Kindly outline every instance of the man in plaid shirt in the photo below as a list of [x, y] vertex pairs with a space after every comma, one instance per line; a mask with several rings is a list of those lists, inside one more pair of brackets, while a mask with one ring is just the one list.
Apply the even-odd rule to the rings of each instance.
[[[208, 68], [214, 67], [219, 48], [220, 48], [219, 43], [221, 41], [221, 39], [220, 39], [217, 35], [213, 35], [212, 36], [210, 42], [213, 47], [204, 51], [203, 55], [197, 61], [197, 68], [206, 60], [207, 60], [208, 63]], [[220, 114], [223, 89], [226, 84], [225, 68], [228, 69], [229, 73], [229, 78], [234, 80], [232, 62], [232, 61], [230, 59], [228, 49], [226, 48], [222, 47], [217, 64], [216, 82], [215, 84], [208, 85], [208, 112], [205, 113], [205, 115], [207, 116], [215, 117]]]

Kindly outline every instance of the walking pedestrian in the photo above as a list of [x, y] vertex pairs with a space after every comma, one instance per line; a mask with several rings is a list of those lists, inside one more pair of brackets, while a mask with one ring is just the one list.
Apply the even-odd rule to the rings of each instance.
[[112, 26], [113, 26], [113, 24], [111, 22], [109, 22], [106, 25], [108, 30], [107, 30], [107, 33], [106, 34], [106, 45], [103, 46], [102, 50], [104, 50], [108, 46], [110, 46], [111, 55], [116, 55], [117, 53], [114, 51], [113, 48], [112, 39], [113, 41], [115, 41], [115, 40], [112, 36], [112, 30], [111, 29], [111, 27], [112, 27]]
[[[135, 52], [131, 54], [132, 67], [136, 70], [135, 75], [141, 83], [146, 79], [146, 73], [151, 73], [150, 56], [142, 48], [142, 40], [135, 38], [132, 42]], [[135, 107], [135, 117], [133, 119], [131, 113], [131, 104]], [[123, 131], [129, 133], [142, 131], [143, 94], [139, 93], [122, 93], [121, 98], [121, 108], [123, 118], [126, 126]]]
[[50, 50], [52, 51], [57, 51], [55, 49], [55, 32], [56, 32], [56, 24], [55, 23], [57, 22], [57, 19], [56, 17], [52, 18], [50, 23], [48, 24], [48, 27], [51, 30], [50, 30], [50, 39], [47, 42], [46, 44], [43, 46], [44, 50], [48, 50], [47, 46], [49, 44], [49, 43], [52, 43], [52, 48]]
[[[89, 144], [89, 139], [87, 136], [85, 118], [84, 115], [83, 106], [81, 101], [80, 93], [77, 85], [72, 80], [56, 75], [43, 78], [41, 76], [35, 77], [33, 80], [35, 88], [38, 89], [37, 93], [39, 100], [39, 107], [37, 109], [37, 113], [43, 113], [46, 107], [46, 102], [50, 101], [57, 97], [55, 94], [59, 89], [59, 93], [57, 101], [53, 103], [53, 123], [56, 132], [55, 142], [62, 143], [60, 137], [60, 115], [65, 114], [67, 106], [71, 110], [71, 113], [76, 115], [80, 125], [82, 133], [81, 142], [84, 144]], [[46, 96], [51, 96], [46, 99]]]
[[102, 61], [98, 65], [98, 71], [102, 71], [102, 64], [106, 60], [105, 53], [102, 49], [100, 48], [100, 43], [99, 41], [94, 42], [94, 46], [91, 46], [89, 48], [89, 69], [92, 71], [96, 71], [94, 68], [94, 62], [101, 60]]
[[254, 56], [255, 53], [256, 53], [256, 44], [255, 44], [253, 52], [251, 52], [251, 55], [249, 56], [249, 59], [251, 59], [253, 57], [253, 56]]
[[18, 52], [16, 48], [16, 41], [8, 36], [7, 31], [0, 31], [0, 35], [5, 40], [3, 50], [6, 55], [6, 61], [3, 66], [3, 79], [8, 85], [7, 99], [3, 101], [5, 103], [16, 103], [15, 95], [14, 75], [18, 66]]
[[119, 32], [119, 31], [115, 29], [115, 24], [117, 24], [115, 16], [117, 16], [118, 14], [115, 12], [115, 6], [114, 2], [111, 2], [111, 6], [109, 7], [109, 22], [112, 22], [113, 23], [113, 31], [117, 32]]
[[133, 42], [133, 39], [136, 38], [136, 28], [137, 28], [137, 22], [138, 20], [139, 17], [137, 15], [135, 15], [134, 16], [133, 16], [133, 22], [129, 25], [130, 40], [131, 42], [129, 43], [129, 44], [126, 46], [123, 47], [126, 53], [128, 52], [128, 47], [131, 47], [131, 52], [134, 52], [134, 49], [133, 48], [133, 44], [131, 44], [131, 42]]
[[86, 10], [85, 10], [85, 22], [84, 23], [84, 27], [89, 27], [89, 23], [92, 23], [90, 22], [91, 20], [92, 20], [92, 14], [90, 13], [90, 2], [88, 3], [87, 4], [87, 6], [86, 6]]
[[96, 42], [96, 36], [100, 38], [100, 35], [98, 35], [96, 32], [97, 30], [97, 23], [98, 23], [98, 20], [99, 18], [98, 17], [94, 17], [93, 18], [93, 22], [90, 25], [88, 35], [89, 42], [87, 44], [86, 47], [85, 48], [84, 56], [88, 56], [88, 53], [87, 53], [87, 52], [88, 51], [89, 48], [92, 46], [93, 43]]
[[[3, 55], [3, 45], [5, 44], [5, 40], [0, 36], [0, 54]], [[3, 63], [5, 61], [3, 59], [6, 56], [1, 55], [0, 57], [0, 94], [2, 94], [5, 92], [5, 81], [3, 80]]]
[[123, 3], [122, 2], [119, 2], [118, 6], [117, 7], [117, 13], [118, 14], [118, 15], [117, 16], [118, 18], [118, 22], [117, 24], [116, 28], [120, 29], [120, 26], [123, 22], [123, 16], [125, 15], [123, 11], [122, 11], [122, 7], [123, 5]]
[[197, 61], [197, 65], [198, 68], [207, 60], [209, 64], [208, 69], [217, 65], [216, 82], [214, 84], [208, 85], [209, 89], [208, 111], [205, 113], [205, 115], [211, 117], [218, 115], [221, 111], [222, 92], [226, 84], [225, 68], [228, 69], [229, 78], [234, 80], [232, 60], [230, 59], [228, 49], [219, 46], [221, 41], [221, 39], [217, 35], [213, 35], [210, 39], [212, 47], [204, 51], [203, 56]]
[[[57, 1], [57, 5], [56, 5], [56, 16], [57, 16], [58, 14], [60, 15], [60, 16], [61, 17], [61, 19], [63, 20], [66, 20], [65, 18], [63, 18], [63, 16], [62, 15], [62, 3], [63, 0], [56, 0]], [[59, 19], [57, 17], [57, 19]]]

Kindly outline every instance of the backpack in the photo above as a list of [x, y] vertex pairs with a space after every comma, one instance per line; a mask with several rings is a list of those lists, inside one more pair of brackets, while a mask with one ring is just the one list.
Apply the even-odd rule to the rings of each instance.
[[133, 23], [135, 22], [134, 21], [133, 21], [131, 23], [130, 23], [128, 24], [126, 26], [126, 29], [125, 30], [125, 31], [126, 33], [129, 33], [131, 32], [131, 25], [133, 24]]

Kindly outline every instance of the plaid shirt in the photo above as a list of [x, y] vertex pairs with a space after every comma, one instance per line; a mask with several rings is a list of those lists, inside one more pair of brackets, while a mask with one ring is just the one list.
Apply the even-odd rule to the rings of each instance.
* * * * *
Задание:
Как будут выглядеть строки выше, если во всех них поменять «Kindly» на «Please», а остальное оставить без изменений?

Решение задания:
Please outline every instance of the man in plaid shirt in the photo below as a list of [x, y] vertex pairs with a space after every comma, one instance per line; a mask with several rings is a list of those lists, inside one more pair of brackets, while a mask with one ring is just the one list.
Apply the even-odd rule to the rings of each instance.
[[[208, 68], [214, 67], [219, 48], [220, 48], [219, 43], [221, 41], [221, 39], [220, 39], [217, 35], [213, 35], [212, 36], [210, 42], [213, 47], [204, 51], [203, 55], [197, 61], [197, 68], [206, 60], [207, 60], [208, 63]], [[220, 114], [223, 89], [226, 84], [225, 68], [228, 69], [229, 73], [229, 78], [234, 80], [232, 62], [232, 61], [230, 59], [228, 49], [226, 48], [222, 47], [217, 64], [216, 82], [215, 84], [208, 85], [208, 112], [205, 113], [205, 115], [207, 116], [215, 117]]]

Please outline every instance of the walking pedestrian in the photo above as a list of [x, y] vertex pairs with a space after every comma, one instance per line; a mask with several rings is a list of those lists, inside one more pair of brackets, while a mask with one ring is just the one list.
Apply the even-odd rule to the rings of each instance.
[[112, 26], [113, 26], [113, 24], [111, 22], [109, 22], [106, 25], [108, 30], [107, 30], [107, 33], [106, 34], [106, 45], [103, 46], [102, 50], [104, 50], [108, 46], [110, 46], [111, 55], [116, 55], [117, 53], [114, 51], [113, 48], [112, 39], [113, 41], [115, 41], [115, 40], [112, 36], [112, 30], [111, 29], [111, 27], [112, 27]]
[[[135, 52], [131, 54], [132, 67], [136, 70], [135, 75], [141, 83], [146, 79], [146, 73], [151, 73], [150, 56], [142, 48], [142, 40], [135, 38], [132, 42]], [[135, 107], [135, 117], [133, 119], [131, 113], [131, 104]], [[123, 131], [129, 133], [142, 131], [143, 94], [139, 93], [122, 93], [121, 98], [121, 108], [123, 118], [126, 126]]]
[[50, 50], [52, 51], [57, 51], [55, 49], [55, 32], [56, 32], [56, 24], [55, 23], [57, 22], [57, 19], [56, 17], [52, 18], [50, 23], [48, 24], [48, 27], [51, 30], [50, 30], [50, 39], [47, 42], [46, 44], [43, 46], [44, 50], [48, 50], [47, 46], [49, 44], [49, 43], [52, 43], [52, 48]]
[[[89, 144], [89, 139], [87, 136], [85, 118], [84, 115], [83, 106], [81, 101], [80, 93], [77, 85], [72, 80], [56, 75], [43, 78], [41, 76], [35, 77], [33, 80], [35, 88], [38, 89], [37, 93], [39, 100], [39, 107], [37, 109], [37, 113], [43, 113], [46, 107], [46, 102], [50, 101], [57, 97], [55, 94], [59, 89], [59, 93], [57, 101], [53, 103], [53, 123], [56, 132], [55, 142], [62, 143], [60, 137], [60, 115], [65, 114], [67, 106], [71, 110], [71, 113], [76, 115], [80, 125], [82, 133], [81, 142], [84, 144]], [[46, 96], [51, 96], [46, 99]]]
[[102, 61], [98, 65], [98, 71], [102, 71], [102, 64], [106, 60], [105, 53], [102, 49], [100, 48], [100, 43], [99, 41], [94, 42], [94, 46], [91, 46], [89, 48], [89, 69], [92, 71], [96, 71], [94, 68], [94, 62], [101, 60]]
[[254, 56], [255, 53], [256, 53], [256, 44], [255, 44], [253, 52], [251, 52], [251, 55], [249, 56], [249, 59], [251, 59], [253, 57], [253, 56]]
[[18, 52], [16, 48], [16, 41], [8, 36], [7, 31], [0, 31], [0, 35], [5, 40], [3, 50], [6, 55], [6, 61], [3, 66], [3, 79], [8, 85], [7, 99], [3, 101], [5, 103], [16, 103], [15, 95], [14, 75], [18, 66]]
[[119, 32], [119, 31], [115, 29], [115, 24], [117, 24], [115, 16], [117, 16], [118, 14], [115, 12], [115, 6], [114, 2], [111, 2], [111, 6], [109, 7], [109, 22], [112, 22], [113, 23], [113, 31], [117, 32]]
[[133, 42], [133, 39], [136, 38], [136, 28], [137, 28], [137, 22], [138, 20], [139, 17], [137, 15], [135, 15], [134, 16], [133, 16], [133, 22], [129, 25], [130, 40], [131, 42], [129, 43], [129, 44], [126, 46], [123, 47], [126, 53], [128, 52], [128, 47], [131, 47], [131, 52], [134, 52], [134, 49], [133, 48], [133, 44], [131, 44], [131, 42]]
[[86, 10], [85, 10], [85, 22], [84, 23], [84, 27], [89, 27], [89, 23], [92, 23], [90, 22], [91, 20], [92, 20], [92, 14], [90, 13], [90, 2], [88, 3], [87, 4], [87, 6], [86, 6]]
[[96, 42], [96, 36], [100, 38], [100, 35], [98, 35], [96, 32], [97, 30], [97, 23], [98, 23], [98, 20], [99, 18], [98, 17], [94, 17], [93, 18], [93, 22], [90, 25], [88, 35], [89, 42], [87, 44], [86, 47], [85, 48], [84, 56], [88, 56], [88, 53], [87, 53], [87, 52], [88, 51], [89, 48], [92, 46], [93, 43]]
[[[3, 55], [3, 45], [5, 44], [5, 40], [0, 36], [0, 54]], [[3, 63], [5, 61], [3, 59], [6, 56], [1, 55], [0, 57], [0, 94], [2, 94], [5, 92], [5, 81], [3, 80]]]
[[123, 3], [122, 2], [119, 2], [118, 6], [117, 7], [117, 13], [118, 14], [118, 15], [117, 16], [118, 18], [118, 22], [117, 24], [116, 28], [120, 29], [120, 26], [123, 22], [123, 16], [125, 15], [123, 11], [122, 11], [122, 7], [123, 5]]
[[197, 61], [197, 65], [198, 68], [207, 60], [209, 64], [208, 69], [217, 65], [216, 82], [214, 84], [208, 85], [209, 89], [208, 111], [205, 113], [205, 115], [211, 117], [218, 115], [221, 111], [222, 92], [226, 84], [225, 68], [228, 69], [229, 78], [234, 80], [232, 60], [230, 59], [228, 49], [219, 46], [221, 41], [221, 39], [217, 35], [213, 35], [210, 39], [212, 47], [204, 51], [203, 56]]
[[[57, 1], [57, 5], [56, 5], [56, 16], [57, 16], [58, 14], [60, 15], [60, 16], [61, 17], [61, 19], [63, 20], [66, 20], [65, 18], [63, 18], [63, 16], [62, 15], [62, 3], [63, 0], [56, 0]], [[59, 19], [57, 17], [57, 19]]]

Please outline every instance of the backpack in the photo above as a list of [x, y] vertex pairs with a space after every comma, one instance per line; a mask with several rings is a list of those lists, inside one more pair of brackets, while a mask with one ring is just the one list.
Apply the even-odd rule to the rings of each instance.
[[133, 23], [135, 22], [134, 21], [133, 21], [131, 23], [130, 23], [128, 24], [126, 26], [126, 29], [125, 30], [125, 31], [126, 33], [129, 33], [131, 32], [131, 25], [133, 24]]

Please outline every instance of the plaid shirt in the photo above as a list of [x, y] vertex pairs with a space after every comma, one instance per line; a mask with several rings is a list of those lists, inside one more pair of brackets, while a mask with one ring is just the one list.
Apply the even-odd rule to the rings of each instance.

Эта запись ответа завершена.